Excerpted text:
Today, the Official Charts Company in partnership with English Folk Expo reveal the Top 40 best-selling and most streamed folk albums released in the APRIL reporting period.
Six new releases have entered the Top 40 chart, all being brand new recordings.
Flying straight in at No.1 is This is Really Going To Hurt (Island Records), the second album from London based indie-folk-rock band, Flyte. The three friends Will Taylor, Jon Supran and Nick Hill are renowned for their complex and rich vocal arrangements and melodies with lyrics steeped in literary imagery. Pain is often the greatest source of inspiration as it was for this album when lead singer Taylor found himself at the end of an eight-year relationship laying the foundations for a recording steeped in heartbreak and deep emotion. An honest and personal album with beautiful three-part harmonies and a voice that feels fragile yet urgently contemporary.

Referring expression pointing data
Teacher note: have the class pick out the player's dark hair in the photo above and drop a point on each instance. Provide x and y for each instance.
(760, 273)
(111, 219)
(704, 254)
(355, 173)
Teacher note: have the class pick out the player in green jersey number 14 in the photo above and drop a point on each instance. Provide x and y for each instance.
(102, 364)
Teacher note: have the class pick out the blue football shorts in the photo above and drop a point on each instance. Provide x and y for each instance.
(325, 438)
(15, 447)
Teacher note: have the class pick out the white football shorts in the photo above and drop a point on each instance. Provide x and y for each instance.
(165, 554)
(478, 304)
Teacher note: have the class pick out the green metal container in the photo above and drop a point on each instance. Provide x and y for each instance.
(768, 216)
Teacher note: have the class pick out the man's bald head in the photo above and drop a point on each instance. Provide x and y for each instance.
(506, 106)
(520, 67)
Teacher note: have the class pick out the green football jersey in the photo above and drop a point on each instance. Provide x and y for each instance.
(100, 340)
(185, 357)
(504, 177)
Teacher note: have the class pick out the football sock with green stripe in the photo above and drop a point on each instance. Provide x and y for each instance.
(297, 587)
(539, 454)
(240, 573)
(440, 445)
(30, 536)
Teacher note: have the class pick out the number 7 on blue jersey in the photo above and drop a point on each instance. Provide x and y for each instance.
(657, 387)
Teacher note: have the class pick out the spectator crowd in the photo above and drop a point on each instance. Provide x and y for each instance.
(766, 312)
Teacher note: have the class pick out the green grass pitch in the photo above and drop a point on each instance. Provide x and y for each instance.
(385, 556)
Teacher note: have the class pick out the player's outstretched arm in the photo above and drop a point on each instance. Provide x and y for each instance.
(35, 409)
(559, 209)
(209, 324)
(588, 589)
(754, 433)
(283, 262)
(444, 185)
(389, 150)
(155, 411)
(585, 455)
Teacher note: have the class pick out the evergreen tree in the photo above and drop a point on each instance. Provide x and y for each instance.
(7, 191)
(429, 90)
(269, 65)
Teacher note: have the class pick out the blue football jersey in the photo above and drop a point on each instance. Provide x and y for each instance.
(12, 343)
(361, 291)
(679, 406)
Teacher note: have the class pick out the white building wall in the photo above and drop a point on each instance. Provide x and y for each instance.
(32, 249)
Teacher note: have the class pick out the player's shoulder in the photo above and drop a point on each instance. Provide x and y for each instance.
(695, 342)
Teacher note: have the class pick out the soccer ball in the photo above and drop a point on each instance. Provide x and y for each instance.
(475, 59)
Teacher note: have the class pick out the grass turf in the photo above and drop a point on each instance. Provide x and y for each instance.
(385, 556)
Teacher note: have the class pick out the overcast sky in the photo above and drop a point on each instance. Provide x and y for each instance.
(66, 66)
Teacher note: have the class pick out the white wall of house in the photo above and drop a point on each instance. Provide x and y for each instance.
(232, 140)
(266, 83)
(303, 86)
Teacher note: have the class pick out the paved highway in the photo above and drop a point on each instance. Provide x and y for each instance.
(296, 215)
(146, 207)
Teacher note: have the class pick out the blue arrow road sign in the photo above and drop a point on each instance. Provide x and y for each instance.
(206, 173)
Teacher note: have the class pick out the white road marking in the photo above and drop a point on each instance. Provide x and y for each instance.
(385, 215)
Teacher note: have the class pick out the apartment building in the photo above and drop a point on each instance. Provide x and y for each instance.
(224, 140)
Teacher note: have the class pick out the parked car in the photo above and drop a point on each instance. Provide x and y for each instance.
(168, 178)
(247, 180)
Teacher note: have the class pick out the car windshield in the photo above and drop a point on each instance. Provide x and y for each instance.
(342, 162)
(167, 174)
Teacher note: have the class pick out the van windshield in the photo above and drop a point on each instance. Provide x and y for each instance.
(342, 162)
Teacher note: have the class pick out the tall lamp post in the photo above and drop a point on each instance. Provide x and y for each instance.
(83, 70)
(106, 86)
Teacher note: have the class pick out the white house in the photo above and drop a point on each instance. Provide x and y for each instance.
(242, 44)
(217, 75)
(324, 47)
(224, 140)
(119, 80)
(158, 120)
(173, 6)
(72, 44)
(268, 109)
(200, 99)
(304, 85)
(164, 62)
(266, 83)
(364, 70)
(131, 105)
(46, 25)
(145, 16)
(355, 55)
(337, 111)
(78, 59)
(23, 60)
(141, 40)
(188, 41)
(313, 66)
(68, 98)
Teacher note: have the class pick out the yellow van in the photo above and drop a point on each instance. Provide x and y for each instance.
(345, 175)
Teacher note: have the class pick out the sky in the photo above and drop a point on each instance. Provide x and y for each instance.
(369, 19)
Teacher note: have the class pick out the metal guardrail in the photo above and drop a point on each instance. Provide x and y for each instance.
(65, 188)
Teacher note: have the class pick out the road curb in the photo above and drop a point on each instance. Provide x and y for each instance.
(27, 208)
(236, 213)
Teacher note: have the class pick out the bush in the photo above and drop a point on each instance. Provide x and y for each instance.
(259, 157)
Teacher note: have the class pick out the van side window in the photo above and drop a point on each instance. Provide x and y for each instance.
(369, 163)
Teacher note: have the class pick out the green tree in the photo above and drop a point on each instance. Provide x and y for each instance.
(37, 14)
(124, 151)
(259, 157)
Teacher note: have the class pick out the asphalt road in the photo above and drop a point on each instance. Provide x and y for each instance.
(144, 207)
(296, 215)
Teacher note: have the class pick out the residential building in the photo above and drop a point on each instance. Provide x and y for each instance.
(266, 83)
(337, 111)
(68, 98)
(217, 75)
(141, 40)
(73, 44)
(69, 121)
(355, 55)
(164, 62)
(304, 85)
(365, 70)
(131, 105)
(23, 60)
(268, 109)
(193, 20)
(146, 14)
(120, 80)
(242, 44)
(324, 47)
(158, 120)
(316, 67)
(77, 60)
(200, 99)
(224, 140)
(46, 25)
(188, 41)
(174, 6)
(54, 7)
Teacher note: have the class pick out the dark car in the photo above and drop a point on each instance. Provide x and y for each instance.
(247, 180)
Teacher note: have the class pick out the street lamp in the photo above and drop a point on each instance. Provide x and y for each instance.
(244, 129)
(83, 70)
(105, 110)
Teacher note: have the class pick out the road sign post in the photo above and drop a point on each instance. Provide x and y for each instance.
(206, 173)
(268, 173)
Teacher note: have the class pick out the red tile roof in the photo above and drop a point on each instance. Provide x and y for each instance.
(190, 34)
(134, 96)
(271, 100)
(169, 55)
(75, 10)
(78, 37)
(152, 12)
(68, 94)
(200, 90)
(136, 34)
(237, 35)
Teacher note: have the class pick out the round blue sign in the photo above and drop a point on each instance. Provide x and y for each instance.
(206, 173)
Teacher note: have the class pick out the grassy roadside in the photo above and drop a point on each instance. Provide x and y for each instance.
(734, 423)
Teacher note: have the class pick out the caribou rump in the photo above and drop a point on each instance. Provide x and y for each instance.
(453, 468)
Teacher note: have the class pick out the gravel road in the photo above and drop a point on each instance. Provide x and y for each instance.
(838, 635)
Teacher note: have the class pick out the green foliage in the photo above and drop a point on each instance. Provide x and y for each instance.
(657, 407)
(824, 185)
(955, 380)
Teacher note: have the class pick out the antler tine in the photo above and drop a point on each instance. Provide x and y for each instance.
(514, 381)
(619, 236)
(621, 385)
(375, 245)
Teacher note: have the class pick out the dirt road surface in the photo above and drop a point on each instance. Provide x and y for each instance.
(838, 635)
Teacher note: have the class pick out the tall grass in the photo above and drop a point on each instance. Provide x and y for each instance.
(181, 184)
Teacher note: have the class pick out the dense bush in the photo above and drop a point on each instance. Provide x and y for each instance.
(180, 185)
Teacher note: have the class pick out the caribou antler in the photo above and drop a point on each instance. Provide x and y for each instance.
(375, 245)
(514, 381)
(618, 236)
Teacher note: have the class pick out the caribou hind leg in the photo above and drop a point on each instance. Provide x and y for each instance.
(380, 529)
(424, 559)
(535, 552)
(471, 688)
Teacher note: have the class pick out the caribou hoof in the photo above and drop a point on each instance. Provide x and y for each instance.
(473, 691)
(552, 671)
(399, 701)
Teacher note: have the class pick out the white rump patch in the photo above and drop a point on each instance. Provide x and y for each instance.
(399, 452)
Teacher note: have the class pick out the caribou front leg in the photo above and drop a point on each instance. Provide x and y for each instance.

Work request A:
Based on the folk chart report, is each statement correct? Answer yes or no for each, and quote the words that decide it. (i) Six new releases entered the Top 40 chart. (ii) This is Really Going To Hurt is Flyte's debut album. (iii) Taylor's relationship had lasted eight years.
Work request B:
Print the part of the folk chart report that opens with the words containing "Today, the Official" and closes with "brand new recordings.".
Work request C:
According to the folk chart report, which record label released This is Really Going To Hurt?

Task solution A:
(i) Yes: "Six new releases have entered the Top 40 chart"
(ii) No: "the second album from London based indie-folk-rock band, Flyte"
(iii) Yes: "at the end of an eight-year relationship"

Task solution B:
Today, the Official Charts Company in partnership with English Folk Expo reveal the Top 40 best-selling and most streamed folk albums released in the APRIL reporting period.
Six new releases have entered the Top 40 chart, all being brand new recordings.

Task solution C:
Island Records